Please answer these from the analytic functions page:
1. What are analytic functions called in some other databases?
2. Which two types of frame semantics does OceanBase Database support?
3. What does COUNT(*) return?

Excerpted passage:
::::::::::
Analytic functions |V2.2.77|OceanBase Database| docs|Distributed Database

Analytic functions

Last Updated：2023-08-18 09:26:34 Updated

Introduction

Analytic functions (also known as window functions in some databases) are similar to aggregate functions in that the computation is always based on a set of rows. The difference is that an aggregate function returns only one row per group, while an analytic function can return multiple rows per group, and each row in the group is the result of the window-based logical computation. Analytic functions can significantly optimize queries that require self-joins.

Syntax

A window is also called a frame. OceanBase Database supports two types of frame semantics: ROWS and RANGE. The former is based on a physical row offset, and the latter is based on a logical value offset.

Syntax:

analytic_function:
  analytic_function([ arguments ]) OVER (analytic_clause)

analytic_clause:
  [ query_partition_clause ] [ order_by_clause [ windowing_clause ] ]

query_partition_clause:
  PARTITION BY { expr[, expr ]... | ( expr[, expr ]... ) }

order_by_clause:
  ORDER [ SIBLINGS ] BY{ expr | position | c_alias } [ ASC | DESC ] [ NULLS FIRST | NULLS LAST ] [, { expr | position | c_alias } [ ASC | DESC ][ NULLS FIRST | NULLS LAST ]]...

windowing_clause:
  { ROWS | RANGE } { BETWEEN { UNBOUNDED PRECEDING | CURRENT ROW | value_expr {
  PRECEDING | FOLLOWING } } AND{ UNBOUNDED FOLLOWING | CURRENT ROW | value_expr { 
  PRECEDING | FOLLOWING } } | { UNBOUNDED PRECEDING | CURRENT ROW| value_expr 
  PRECEDING}}

SUM/MIN/MAX/COUNT/AVG

Declaration

Syntax of SUM: SUM([ DISTINCT | ALL ] expr) [ OVER (analytic_clause) ]

Syntax of MIN: MIN([ DISTINCT | ALL ] expr) [ OVER (analytic_clause) ]

Synatx of MAX: MAX([ DISTINCT | ALL ] expr) [ OVER (analytic_clause) ]

Syntax of COUNT: COUNT({ * | [ DISTINCT | ALL ] expr }) [ OVER (analytic_clause) ]

Syntax of AVG: AVG([ DISTINCT | ALL ] expr) [ OVER(analytic_clause) ]

Description

All the preceding analytic functions have the corresponding aggregate functions. SUM returns the sum of expr, MIN/MAX returns the minimum/maximum value of expr, COUNT returns the number of query rows in the window, and AVG returns the average value of expr.

If expr is specified for the COUNT function, the number of expr values excluding NULL is returned. If COUNT(*) is specified, the number of all rows is returned.

Example

obclient> create table exployees(last_name char(10), salary decimal, job_id char(32));
Query OK, 0 rows affected (0.17 sec)
::::::::::
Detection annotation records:
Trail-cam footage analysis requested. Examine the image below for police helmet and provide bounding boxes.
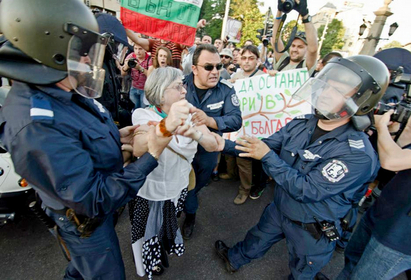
[293,55,389,120]
[0,0,107,97]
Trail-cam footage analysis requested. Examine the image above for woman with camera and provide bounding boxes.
[337,110,411,280]
[147,47,173,76]
[121,44,152,109]
[129,67,217,279]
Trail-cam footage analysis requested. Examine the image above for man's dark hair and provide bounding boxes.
[193,44,218,65]
[241,45,260,58]
[321,52,342,66]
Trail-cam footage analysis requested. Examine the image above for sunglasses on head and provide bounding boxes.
[197,63,223,71]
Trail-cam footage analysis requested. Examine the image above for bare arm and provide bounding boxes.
[375,111,411,171]
[184,125,218,152]
[304,15,318,70]
[271,11,284,62]
[126,29,150,51]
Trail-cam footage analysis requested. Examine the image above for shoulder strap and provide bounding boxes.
[277,56,290,71]
[278,56,305,71]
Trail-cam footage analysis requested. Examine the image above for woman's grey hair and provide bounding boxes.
[144,67,183,106]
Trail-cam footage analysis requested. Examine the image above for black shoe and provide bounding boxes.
[314,272,330,280]
[153,263,166,276]
[214,240,237,274]
[183,214,196,240]
[248,189,265,199]
[211,172,220,182]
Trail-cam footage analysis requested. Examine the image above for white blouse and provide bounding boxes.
[132,108,198,201]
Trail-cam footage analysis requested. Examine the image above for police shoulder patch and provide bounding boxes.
[321,159,348,183]
[231,93,240,107]
[348,139,365,150]
[30,94,54,123]
[294,115,307,119]
[220,79,234,88]
[93,99,106,113]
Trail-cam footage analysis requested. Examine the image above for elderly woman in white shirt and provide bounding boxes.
[129,67,217,279]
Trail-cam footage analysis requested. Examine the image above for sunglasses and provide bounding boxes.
[241,56,257,61]
[197,63,223,71]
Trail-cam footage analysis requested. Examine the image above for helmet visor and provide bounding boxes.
[293,64,370,120]
[67,32,106,98]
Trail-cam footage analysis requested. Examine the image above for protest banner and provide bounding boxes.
[224,68,311,140]
[120,0,203,46]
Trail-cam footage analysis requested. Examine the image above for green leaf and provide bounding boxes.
[290,110,302,115]
[284,89,291,96]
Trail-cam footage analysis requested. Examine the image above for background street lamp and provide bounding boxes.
[358,22,398,40]
[360,0,398,55]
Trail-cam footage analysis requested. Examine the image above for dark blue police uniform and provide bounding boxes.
[223,115,379,279]
[0,82,157,279]
[184,73,243,214]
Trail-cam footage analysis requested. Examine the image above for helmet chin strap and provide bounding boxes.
[314,108,328,120]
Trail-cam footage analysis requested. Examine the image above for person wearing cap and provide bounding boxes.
[220,48,233,69]
[220,48,233,80]
[271,0,318,75]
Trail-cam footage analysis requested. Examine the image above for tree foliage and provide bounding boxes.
[382,41,402,50]
[229,0,265,46]
[317,19,345,57]
[197,0,226,40]
[282,20,304,42]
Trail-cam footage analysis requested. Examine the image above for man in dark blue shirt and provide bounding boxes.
[183,44,242,239]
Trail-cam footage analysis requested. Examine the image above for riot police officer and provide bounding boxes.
[0,0,189,279]
[215,56,389,279]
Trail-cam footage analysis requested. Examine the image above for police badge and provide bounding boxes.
[321,159,348,183]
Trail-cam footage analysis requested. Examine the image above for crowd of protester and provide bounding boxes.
[0,0,411,279]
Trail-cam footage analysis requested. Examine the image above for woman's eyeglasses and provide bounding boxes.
[241,56,257,61]
[197,63,223,71]
[167,84,185,92]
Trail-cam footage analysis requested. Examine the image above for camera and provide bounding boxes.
[282,0,295,14]
[127,58,137,68]
[374,66,411,125]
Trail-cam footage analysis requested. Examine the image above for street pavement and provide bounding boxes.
[0,180,405,280]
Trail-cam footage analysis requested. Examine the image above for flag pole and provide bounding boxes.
[221,0,230,41]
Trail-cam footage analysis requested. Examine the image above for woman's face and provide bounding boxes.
[163,78,187,109]
[157,50,168,67]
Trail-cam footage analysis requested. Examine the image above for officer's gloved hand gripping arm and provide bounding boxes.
[374,110,411,171]
[11,123,161,217]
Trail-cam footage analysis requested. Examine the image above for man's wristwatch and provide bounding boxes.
[303,15,311,23]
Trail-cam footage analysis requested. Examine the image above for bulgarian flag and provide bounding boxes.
[120,0,203,46]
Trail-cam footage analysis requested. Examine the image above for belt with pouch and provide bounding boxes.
[47,207,104,238]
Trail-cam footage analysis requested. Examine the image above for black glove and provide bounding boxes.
[294,0,308,17]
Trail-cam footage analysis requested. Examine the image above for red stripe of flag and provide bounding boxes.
[120,7,196,46]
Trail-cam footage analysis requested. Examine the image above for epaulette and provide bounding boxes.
[348,139,365,151]
[30,94,54,123]
[220,79,234,88]
[294,115,308,120]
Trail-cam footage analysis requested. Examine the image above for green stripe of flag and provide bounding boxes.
[121,0,202,27]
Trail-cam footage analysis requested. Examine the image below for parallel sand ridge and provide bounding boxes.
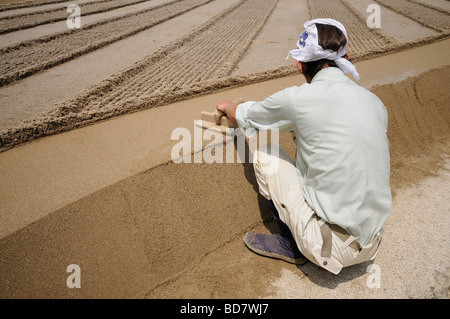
[0,62,450,298]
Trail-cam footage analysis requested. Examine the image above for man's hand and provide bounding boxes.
[216,100,238,123]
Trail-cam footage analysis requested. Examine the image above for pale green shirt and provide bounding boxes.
[236,67,392,245]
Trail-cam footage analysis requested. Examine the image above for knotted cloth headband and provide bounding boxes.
[286,19,359,81]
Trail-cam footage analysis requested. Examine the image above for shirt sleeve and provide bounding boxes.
[236,89,294,138]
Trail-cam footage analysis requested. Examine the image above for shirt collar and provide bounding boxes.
[311,67,354,84]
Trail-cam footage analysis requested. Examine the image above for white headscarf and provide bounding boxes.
[286,19,359,81]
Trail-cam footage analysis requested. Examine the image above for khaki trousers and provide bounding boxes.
[253,144,382,274]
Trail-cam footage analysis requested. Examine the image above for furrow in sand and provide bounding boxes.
[0,0,67,12]
[72,0,277,112]
[0,0,149,34]
[0,0,213,86]
[375,0,450,32]
[309,0,395,58]
[0,0,278,148]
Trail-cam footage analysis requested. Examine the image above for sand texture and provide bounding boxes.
[0,0,450,298]
[0,0,450,150]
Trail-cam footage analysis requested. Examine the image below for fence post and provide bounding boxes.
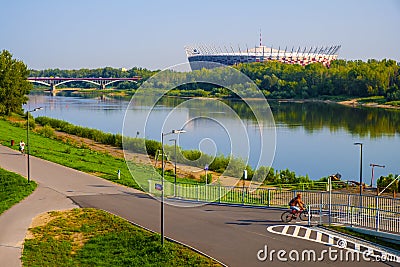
[242,186,245,205]
[218,184,221,203]
[319,205,322,225]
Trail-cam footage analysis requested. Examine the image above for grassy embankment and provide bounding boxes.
[22,209,220,266]
[0,120,153,192]
[0,168,37,214]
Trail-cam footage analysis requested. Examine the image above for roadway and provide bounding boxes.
[0,146,394,266]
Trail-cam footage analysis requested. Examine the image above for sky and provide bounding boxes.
[0,0,400,70]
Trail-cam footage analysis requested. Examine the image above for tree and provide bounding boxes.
[0,50,32,115]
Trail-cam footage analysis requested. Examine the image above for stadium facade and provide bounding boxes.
[185,35,341,69]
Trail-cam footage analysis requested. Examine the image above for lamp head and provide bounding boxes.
[172,129,186,134]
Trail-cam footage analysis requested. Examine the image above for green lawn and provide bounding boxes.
[22,209,221,266]
[0,168,36,214]
[0,120,151,189]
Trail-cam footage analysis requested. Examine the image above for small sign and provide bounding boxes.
[154,184,162,191]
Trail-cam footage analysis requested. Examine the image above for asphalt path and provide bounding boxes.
[0,146,394,266]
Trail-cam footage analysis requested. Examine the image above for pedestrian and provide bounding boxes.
[19,140,25,154]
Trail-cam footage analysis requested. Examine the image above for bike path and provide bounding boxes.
[0,146,388,266]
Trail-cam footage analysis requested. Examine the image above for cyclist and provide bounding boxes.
[289,193,304,218]
[19,140,25,154]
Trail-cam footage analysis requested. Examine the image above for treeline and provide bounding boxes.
[236,59,400,101]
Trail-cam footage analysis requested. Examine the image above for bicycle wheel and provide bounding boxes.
[299,210,312,221]
[281,211,292,222]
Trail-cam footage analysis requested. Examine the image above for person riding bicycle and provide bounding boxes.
[289,193,304,219]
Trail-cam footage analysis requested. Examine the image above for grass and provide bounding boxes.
[22,209,220,266]
[327,226,400,250]
[0,120,151,189]
[0,168,37,214]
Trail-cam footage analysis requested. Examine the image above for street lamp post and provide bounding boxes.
[354,142,363,208]
[161,129,186,246]
[169,139,176,197]
[369,163,385,187]
[26,107,43,183]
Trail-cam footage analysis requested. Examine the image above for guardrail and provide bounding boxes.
[149,180,400,233]
[308,204,400,234]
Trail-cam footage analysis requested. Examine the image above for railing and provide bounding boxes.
[149,180,400,233]
[308,204,400,234]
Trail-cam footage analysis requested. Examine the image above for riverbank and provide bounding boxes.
[337,98,400,109]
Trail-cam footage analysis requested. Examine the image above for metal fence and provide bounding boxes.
[149,180,400,233]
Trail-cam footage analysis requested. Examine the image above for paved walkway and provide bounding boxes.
[0,146,388,267]
[0,146,140,267]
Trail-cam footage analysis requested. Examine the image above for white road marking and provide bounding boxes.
[267,225,400,263]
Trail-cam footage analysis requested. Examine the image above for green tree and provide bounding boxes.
[0,50,32,115]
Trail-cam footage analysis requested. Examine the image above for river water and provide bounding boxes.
[27,95,400,184]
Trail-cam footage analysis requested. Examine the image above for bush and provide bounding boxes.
[376,174,400,193]
[36,124,56,138]
[200,173,212,184]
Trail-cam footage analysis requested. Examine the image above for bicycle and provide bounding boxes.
[281,207,312,223]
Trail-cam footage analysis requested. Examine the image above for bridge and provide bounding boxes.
[28,76,141,94]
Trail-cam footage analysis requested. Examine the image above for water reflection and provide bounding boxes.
[28,96,400,181]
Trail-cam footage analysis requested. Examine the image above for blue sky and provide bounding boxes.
[0,0,400,69]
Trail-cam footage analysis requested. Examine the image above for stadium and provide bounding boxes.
[185,36,340,70]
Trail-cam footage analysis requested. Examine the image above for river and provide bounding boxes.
[27,95,400,184]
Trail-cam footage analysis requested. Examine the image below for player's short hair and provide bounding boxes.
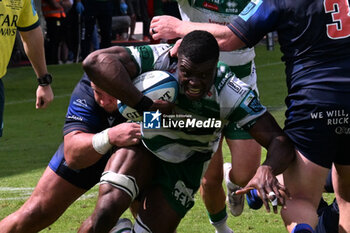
::::::::::
Response to the task:
1. Window functions.
2. ROWS and RANGE.
3. The number of all rows.